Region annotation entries
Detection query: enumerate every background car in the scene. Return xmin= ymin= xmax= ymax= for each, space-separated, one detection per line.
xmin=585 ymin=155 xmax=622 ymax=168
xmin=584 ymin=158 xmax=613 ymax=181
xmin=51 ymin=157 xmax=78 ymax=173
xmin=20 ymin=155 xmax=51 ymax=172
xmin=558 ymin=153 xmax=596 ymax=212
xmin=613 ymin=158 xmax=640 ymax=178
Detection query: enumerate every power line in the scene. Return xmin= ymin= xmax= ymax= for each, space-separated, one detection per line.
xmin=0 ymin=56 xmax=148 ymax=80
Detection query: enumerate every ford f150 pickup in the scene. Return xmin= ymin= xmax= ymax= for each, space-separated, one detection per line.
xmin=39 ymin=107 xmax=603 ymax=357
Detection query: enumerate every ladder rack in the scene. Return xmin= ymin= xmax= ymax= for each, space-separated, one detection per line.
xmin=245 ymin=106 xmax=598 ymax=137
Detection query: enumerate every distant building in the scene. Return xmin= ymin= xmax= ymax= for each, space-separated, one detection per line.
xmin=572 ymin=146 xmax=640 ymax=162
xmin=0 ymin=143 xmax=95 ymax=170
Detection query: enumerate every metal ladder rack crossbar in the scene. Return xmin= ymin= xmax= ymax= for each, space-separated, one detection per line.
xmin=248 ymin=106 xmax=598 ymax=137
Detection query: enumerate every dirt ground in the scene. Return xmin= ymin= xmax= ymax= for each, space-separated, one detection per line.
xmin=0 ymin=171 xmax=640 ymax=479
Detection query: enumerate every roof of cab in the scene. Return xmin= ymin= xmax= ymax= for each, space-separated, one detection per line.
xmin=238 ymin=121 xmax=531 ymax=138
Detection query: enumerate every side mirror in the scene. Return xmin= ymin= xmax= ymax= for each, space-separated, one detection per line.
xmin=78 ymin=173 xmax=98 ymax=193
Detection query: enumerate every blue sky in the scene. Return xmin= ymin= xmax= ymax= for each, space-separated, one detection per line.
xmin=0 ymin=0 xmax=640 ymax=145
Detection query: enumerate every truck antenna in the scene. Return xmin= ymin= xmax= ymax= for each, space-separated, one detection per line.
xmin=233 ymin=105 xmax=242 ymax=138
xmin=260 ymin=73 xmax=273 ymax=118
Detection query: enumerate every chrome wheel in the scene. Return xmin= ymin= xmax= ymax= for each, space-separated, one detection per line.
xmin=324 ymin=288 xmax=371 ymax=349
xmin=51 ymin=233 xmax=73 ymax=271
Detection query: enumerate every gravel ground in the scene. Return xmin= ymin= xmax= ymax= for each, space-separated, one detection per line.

■ WHAT YOU SHOULD DO ■
Please rescale the lines starting at the one containing "Detection query: enumerate every distant" and ending at the one containing "xmin=78 ymin=173 xmax=98 ymax=193", and reproduce only those lines with the requests unchanged. Multiply every box coordinate in the answers by 2 and round to whole numbers, with halves rounded up.

■ FULL RESPONSE ■
Detection query: enumerate every distant building in the scene. Return xmin= ymin= xmax= ymax= for each, space-separated, one detection per line.
xmin=1144 ymin=292 xmax=1280 ymax=324
xmin=0 ymin=286 xmax=190 ymax=340
Detection query: enumerate every metal ladder rack crossbar in the scene. Return xmin= ymin= xmax= ymax= for each, space-separated, one detection per line.
xmin=496 ymin=212 xmax=1196 ymax=274
Detection query: enumerate every dirt ground in the scene. Return xmin= ymin= xmax= ymax= for each, space-separated, one detection per line.
xmin=0 ymin=342 xmax=1280 ymax=958
Detection query: enumerate every roof of cab in the scene. Return xmin= ymin= xmax= ymax= for each, space-separated, one detection per line.
xmin=476 ymin=242 xmax=1062 ymax=276
Detection query: enumerate every side mirror in the scene. Return xmin= ymin= xmax= ymax= for each, space-separated, one detection per line.
xmin=156 ymin=346 xmax=196 ymax=386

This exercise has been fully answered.